The required result is each line of the entries below containing the string "positive".

◆ ◆ ◆ ◆

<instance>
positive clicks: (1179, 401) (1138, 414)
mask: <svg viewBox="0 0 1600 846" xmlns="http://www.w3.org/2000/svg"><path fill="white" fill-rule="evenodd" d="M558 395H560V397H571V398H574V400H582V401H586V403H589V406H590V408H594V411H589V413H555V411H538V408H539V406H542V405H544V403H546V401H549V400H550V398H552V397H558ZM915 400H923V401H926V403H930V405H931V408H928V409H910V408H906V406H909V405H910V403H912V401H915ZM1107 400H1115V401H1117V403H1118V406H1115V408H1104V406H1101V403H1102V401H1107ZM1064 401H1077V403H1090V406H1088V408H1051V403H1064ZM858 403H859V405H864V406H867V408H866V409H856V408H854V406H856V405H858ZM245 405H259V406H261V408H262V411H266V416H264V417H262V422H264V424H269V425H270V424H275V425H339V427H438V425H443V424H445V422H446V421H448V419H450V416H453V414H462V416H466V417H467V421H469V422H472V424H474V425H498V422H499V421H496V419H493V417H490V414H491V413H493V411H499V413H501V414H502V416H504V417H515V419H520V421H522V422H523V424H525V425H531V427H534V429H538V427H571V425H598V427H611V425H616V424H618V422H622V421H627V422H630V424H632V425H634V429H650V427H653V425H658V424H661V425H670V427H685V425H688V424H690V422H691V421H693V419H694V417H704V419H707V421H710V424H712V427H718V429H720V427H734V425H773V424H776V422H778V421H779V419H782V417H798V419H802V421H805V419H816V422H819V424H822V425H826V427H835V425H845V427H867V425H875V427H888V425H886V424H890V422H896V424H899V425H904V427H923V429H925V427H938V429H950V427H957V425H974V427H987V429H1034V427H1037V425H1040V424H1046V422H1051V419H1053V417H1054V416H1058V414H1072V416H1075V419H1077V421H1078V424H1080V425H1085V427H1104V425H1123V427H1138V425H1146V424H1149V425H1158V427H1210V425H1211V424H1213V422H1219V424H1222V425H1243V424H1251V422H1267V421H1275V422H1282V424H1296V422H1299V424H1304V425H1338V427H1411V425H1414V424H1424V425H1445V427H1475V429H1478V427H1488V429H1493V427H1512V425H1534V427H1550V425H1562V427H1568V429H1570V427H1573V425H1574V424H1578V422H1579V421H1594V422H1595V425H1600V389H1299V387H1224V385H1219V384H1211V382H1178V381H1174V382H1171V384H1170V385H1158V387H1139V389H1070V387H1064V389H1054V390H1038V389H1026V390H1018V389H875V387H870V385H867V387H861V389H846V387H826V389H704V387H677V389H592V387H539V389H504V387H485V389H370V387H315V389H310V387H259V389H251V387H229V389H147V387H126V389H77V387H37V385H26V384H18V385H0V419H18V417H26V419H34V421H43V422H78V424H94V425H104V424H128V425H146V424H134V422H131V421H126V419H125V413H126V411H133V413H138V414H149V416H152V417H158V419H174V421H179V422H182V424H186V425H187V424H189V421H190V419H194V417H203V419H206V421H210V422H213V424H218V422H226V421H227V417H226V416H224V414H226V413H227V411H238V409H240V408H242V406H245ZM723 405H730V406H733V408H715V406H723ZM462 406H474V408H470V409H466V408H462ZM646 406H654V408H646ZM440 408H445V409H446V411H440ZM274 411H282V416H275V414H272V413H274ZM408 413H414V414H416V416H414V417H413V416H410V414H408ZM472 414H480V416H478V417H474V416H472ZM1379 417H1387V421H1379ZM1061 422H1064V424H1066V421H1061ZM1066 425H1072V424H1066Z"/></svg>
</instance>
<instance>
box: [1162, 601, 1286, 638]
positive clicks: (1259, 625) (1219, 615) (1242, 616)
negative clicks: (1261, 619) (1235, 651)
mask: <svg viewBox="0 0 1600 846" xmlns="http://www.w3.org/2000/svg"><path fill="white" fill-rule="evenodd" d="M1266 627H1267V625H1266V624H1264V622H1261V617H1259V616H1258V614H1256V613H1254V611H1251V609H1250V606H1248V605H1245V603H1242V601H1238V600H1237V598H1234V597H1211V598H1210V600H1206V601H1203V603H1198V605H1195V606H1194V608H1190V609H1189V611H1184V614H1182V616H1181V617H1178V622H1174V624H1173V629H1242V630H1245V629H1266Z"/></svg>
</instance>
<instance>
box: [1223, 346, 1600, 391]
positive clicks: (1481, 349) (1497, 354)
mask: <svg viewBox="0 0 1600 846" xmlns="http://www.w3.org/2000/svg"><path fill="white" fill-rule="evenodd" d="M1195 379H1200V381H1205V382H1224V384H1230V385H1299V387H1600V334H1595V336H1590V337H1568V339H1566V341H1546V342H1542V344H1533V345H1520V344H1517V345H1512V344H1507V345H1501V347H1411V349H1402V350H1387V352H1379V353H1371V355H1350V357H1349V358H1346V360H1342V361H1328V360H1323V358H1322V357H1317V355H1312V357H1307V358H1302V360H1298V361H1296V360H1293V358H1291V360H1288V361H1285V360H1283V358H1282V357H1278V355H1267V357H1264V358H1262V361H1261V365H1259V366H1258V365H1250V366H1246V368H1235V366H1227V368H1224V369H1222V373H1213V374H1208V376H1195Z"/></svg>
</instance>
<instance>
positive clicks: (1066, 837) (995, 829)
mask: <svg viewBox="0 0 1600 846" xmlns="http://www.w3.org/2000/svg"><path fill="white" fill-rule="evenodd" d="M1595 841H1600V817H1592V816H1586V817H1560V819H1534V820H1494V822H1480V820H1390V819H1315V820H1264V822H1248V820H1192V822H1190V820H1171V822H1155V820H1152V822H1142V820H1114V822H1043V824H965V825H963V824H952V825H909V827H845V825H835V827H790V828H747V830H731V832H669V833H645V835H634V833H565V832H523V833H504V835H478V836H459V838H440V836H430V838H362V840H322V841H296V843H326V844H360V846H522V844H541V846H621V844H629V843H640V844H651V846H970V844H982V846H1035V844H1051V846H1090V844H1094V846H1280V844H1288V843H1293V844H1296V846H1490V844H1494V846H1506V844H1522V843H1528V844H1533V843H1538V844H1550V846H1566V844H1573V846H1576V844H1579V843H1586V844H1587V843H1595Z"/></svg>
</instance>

◆ ◆ ◆ ◆

**SOLVED PROBLEM**
positive clicks: (1179, 401) (1138, 414)
positive clicks: (1259, 625) (1219, 615) (1242, 616)
positive clicks: (1481, 349) (1497, 354)
positive clicks: (1066, 837) (995, 829)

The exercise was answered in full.